**Data shown**
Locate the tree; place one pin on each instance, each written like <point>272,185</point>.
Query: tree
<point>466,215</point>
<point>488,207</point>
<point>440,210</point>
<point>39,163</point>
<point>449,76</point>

**The task**
Would you reproduce the material above exactly as it reads?

**Response for this exercise**
Locate the tree; place one pin on each instance, each written like <point>272,185</point>.
Query: tree
<point>466,215</point>
<point>488,207</point>
<point>440,210</point>
<point>39,163</point>
<point>449,76</point>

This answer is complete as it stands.